─── Exercise materials

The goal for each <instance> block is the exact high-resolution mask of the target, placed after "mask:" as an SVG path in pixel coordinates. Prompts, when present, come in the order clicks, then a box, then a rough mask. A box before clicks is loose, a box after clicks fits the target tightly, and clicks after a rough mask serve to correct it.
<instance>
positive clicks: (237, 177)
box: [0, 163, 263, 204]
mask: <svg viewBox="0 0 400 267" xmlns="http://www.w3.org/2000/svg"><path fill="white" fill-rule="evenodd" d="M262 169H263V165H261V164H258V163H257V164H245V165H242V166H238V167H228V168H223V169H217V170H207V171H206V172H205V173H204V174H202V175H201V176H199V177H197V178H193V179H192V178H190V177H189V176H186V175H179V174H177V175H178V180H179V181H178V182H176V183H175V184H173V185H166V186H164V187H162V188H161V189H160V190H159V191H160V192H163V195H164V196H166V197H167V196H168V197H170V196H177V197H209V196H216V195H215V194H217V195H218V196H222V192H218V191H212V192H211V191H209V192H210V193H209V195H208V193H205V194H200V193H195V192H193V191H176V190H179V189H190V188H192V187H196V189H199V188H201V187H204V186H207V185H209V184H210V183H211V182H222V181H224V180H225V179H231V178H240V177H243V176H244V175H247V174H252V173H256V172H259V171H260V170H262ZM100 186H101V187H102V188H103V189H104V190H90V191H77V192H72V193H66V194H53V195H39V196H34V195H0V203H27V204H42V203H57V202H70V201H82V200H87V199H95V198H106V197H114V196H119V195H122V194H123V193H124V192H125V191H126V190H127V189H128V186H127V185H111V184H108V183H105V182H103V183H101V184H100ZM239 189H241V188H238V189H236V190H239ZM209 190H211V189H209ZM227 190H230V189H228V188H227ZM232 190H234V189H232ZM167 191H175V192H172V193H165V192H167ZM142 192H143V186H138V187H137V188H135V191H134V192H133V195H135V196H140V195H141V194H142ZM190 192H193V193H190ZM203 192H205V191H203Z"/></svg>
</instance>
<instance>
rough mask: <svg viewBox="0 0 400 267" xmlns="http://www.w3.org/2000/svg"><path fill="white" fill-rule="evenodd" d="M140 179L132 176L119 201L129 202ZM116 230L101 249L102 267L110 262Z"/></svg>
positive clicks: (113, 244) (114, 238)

──────

### What to produce
Look for the line that contains "</instance>" in the listing above. Set down that line and each line after it, ending with the last one.

### Solved problem
</instance>
<instance>
rough mask: <svg viewBox="0 0 400 267" xmlns="http://www.w3.org/2000/svg"><path fill="white" fill-rule="evenodd" d="M140 179L132 176L119 201L129 202ZM116 230L101 249L102 267L110 262Z"/></svg>
positive clicks: (113, 244) (114, 238)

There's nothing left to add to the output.